• **Short task**
Render every line of the listing below as a Markdown table with the columns "No." and "Line", numbering the rows and skipping blank lines. Omit the pictures.
== Data for processing
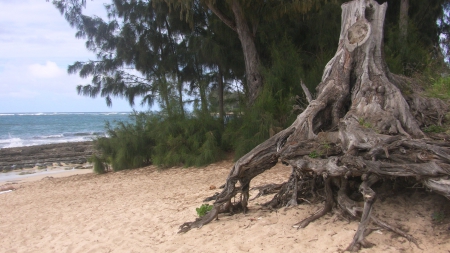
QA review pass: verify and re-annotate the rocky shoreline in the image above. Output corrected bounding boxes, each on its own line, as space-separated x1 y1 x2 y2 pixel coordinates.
0 141 95 172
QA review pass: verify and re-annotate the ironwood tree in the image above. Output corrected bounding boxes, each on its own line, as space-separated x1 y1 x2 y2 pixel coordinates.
180 0 450 251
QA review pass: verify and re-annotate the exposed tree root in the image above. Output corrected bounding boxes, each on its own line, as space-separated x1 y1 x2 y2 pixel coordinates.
180 0 450 251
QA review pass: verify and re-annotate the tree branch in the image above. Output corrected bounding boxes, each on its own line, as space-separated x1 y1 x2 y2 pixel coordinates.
206 2 237 32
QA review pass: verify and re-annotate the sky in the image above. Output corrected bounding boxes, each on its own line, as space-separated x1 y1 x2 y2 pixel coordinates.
0 0 144 113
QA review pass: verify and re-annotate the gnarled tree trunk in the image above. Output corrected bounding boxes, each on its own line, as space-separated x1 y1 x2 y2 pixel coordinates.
180 0 450 251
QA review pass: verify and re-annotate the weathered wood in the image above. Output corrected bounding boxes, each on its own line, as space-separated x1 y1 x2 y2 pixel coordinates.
182 0 450 251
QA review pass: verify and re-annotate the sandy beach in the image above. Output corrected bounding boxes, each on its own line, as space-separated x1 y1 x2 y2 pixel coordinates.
0 158 450 252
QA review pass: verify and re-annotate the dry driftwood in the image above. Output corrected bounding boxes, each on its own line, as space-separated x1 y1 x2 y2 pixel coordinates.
180 0 450 251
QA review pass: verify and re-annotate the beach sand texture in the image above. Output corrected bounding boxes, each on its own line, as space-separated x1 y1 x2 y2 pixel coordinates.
0 161 450 253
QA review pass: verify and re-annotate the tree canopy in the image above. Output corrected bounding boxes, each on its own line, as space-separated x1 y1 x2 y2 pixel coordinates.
53 0 450 169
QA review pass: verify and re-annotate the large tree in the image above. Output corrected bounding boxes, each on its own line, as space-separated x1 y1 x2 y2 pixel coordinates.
161 0 321 105
180 0 450 251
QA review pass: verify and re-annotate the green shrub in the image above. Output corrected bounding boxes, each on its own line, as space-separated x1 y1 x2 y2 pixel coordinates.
427 76 450 99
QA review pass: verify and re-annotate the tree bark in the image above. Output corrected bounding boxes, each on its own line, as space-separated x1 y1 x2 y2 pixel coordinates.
231 0 263 105
398 0 409 42
206 0 263 105
217 66 225 124
181 0 450 251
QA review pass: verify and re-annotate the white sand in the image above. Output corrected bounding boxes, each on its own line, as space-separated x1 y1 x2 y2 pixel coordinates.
0 162 450 253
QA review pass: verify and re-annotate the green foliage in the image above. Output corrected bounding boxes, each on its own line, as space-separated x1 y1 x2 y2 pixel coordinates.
91 112 155 173
90 110 223 170
89 155 108 174
308 150 320 158
195 204 214 218
223 38 303 159
152 113 223 167
427 76 450 99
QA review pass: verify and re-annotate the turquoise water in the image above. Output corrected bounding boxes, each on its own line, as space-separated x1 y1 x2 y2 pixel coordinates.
0 112 130 148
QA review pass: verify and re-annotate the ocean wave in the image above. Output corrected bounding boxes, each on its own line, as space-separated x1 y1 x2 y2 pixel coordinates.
0 112 131 116
0 136 94 148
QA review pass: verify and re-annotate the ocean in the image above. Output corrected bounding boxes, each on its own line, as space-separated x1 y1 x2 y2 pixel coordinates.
0 112 130 148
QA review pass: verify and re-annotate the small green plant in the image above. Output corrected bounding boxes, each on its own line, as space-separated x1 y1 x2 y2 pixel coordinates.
195 204 213 217
431 211 445 223
308 150 320 158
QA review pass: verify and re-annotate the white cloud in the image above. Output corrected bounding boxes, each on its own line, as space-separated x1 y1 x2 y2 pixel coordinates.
28 61 64 78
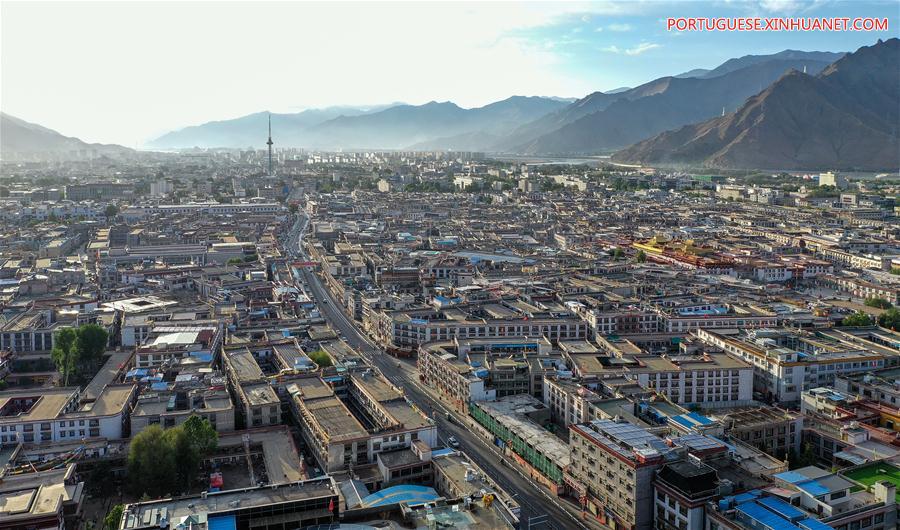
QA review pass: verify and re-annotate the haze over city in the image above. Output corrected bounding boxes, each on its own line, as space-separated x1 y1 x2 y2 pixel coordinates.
0 0 900 530
0 0 898 147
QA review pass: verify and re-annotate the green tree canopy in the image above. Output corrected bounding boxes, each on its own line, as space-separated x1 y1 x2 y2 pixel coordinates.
103 504 125 530
50 328 78 386
865 297 894 309
841 311 872 326
128 425 178 497
75 324 109 365
309 350 334 368
128 416 219 497
878 307 900 330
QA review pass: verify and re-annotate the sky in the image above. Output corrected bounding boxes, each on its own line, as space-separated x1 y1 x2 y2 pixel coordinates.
0 0 900 147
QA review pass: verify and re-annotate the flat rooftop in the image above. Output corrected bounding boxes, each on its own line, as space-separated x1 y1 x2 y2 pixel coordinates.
122 477 338 530
0 388 77 424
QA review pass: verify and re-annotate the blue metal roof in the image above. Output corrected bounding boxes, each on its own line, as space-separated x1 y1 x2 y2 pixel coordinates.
687 412 713 425
362 484 440 508
756 497 807 523
669 415 694 429
206 515 237 530
737 501 797 530
775 471 809 484
795 480 831 497
797 518 834 530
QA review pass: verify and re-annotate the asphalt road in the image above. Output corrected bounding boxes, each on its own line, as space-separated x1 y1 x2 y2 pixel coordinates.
288 212 601 530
====
• **Correct response**
| No. | Line |
|---|---|
| 1 | QA review pass: verify and re-annotate the rocky shoreline in the image above. Output corrected bounding boxes, each on its own line, as space-separated x1 y1 x2 y2 pixel coordinates. |
| 2 | 0 141 95 172 |
| 3 | QA review pass: verify and re-annotate the ironwood tree in the image above. Output corrected bounding boxes, each on its own line, as space-separated x1 y1 x2 y2 pixel coordinates. |
| 4 | 180 0 450 251 |
| 5 | QA review pass: verify and re-annotate the exposed tree root in the image above. Output corrected bounding boxes, each on its own line, as space-separated x1 y1 x2 y2 pixel coordinates. |
| 6 | 180 0 450 251 |
| 7 | QA review pass: verify and re-annotate the tree branch in the image above. Output corrected bounding boxes, each on its own line, as space-separated x1 y1 x2 y2 pixel coordinates. |
| 8 | 206 2 237 32 |
| 9 | QA review pass: verify and re-annotate the sky in the image above. Output corrected bounding boxes, each on its own line, as space-separated x1 y1 x2 y2 pixel coordinates. |
| 10 | 0 0 144 113 |
| 11 | QA review pass: verify and re-annotate the gnarled tree trunk in the image above. Output corrected bounding boxes, each on its own line, as space-separated x1 y1 x2 y2 pixel coordinates. |
| 12 | 180 0 450 251 |
| 13 | QA review pass: verify and re-annotate the weathered wood in the image above. Output corrected bounding boxes, each on its own line, as space-separated x1 y1 x2 y2 pixel coordinates. |
| 14 | 182 0 450 251 |
| 15 | QA review pass: verify and re-annotate the sandy beach in the image above. Output corrected bounding boxes, each on its own line, as space-separated x1 y1 x2 y2 pixel coordinates. |
| 16 | 0 158 450 252 |
| 17 | QA review pass: verify and re-annotate the dry driftwood in the image above. Output corrected bounding boxes, each on its own line, as space-separated x1 y1 x2 y2 pixel coordinates. |
| 18 | 180 0 450 251 |
| 19 | QA review pass: verify and re-annotate the beach sand texture in the image above. Output corrected bounding boxes, each on its own line, as space-separated x1 y1 x2 y2 pixel coordinates. |
| 20 | 0 161 450 253 |
| 21 | QA review pass: verify and re-annotate the tree canopy in the image above. Output corrected bounding boxes, each on its own line, as space-separated x1 y1 x2 y2 pixel coordinates. |
| 22 | 53 0 450 169 |
| 23 | QA review pass: verify and re-annotate the large tree in the image above. Output corrected bounding boxes, each on its own line, as space-separated x1 y1 x2 y2 pixel coordinates. |
| 24 | 161 0 321 105 |
| 25 | 180 0 450 251 |
| 26 | QA review pass: verify and re-annotate the green shrub in the image above. Output corrected bounding boxes, each on its own line, as space-separated x1 y1 x2 y2 pixel coordinates. |
| 27 | 427 76 450 99 |
| 28 | QA review pass: verify and re-annotate the tree bark in the image above. Output corrected bounding boxes, each on its own line, as space-separated x1 y1 x2 y2 pixel coordinates. |
| 29 | 231 0 263 105 |
| 30 | 398 0 409 42 |
| 31 | 206 0 263 105 |
| 32 | 217 66 225 124 |
| 33 | 181 0 450 251 |
| 34 | QA review pass: verify and re-annotate the white sand in the image above. Output corrected bounding boxes, each on its own line, as space-separated x1 y1 x2 y2 pixel coordinates. |
| 35 | 0 162 450 253 |
| 36 | QA review pass: verify and re-annotate the green foliage in the image above. Output corrected bounding boxes, each on its own line, as space-separated x1 y1 x2 y2 pixel coordinates. |
| 37 | 91 112 155 173 |
| 38 | 90 110 223 170 |
| 39 | 89 155 108 174 |
| 40 | 308 150 320 158 |
| 41 | 195 204 214 218 |
| 42 | 223 38 303 159 |
| 43 | 152 113 223 167 |
| 44 | 427 76 450 99 |
| 45 | QA review pass: verify and re-annotate the turquoise water in the image above. Output corrected bounding boxes, each on its own line, as space-separated x1 y1 x2 y2 pixel coordinates. |
| 46 | 0 112 130 148 |
| 47 | QA review pass: verify and re-annotate the ocean wave in the image above. Output corrected bounding boxes, each on its own line, as space-separated x1 y1 x2 y2 pixel coordinates. |
| 48 | 0 112 131 116 |
| 49 | 0 136 94 148 |
| 50 | QA review pass: verify and re-annotate the ocean in the image above. Output corrected bounding boxes, each on its own line, as space-separated x1 y1 x2 y2 pixel coordinates. |
| 51 | 0 112 130 148 |
| 52 | QA review pass: verify and re-annotate the small green plant in the image above. Output corrected bounding boxes, each on its own line, as space-separated x1 y1 x2 y2 pixel coordinates. |
| 53 | 195 204 213 217 |
| 54 | 431 211 445 223 |
| 55 | 308 150 320 158 |
| 56 | QA review pass: verify and re-annotate the white cloud in the image above. Output corrected bounding boxes, each on its own line, as space-separated x1 y1 x2 y2 pixel coordinates. |
| 57 | 28 61 64 78 |
| 58 | QA review pass: verify and re-annotate the haze over city in the image above. Output corrected bounding boxes, each on its own line, as space-separated x1 y1 x2 y2 pixel coordinates. |
| 59 | 0 0 900 530 |
| 60 | 0 0 898 147 |
| 61 | QA review pass: verify and re-annotate the green tree canopy in the image above. Output corrected bounding boxes, each on its own line, as space-separated x1 y1 x2 y2 pixel coordinates. |
| 62 | 103 504 125 530 |
| 63 | 50 328 78 386 |
| 64 | 865 297 894 309 |
| 65 | 841 311 872 326 |
| 66 | 128 425 178 497 |
| 67 | 75 324 109 365 |
| 68 | 309 350 334 368 |
| 69 | 128 416 219 497 |
| 70 | 878 307 900 330 |
| 71 | QA review pass: verify and re-annotate the sky in the image above. Output corrected bounding boxes, each on its own line, as space-separated x1 y1 x2 y2 pixel coordinates. |
| 72 | 0 0 900 147 |
| 73 | QA review pass: verify and re-annotate the flat rooftop in the image above. Output corrected bounding boxes, each on its own line, as space-separated x1 y1 x2 y2 pixel coordinates. |
| 74 | 122 477 338 530 |
| 75 | 0 388 77 424 |
| 76 | QA review pass: verify and re-annotate the blue metal roof in the image above. Output corrected bounding boxes, each on its own line, as space-separated x1 y1 x2 y2 pixel coordinates. |
| 77 | 687 412 713 425 |
| 78 | 362 484 440 508 |
| 79 | 756 497 807 523 |
| 80 | 669 415 694 429 |
| 81 | 206 515 237 530 |
| 82 | 737 501 797 530 |
| 83 | 775 471 809 484 |
| 84 | 795 480 831 497 |
| 85 | 797 518 834 530 |
| 86 | QA review pass: verify and re-annotate the asphalt road in the image above. Output corrected bounding boxes, each on its own line, as space-separated x1 y1 x2 y2 pixel coordinates. |
| 87 | 288 212 601 530 |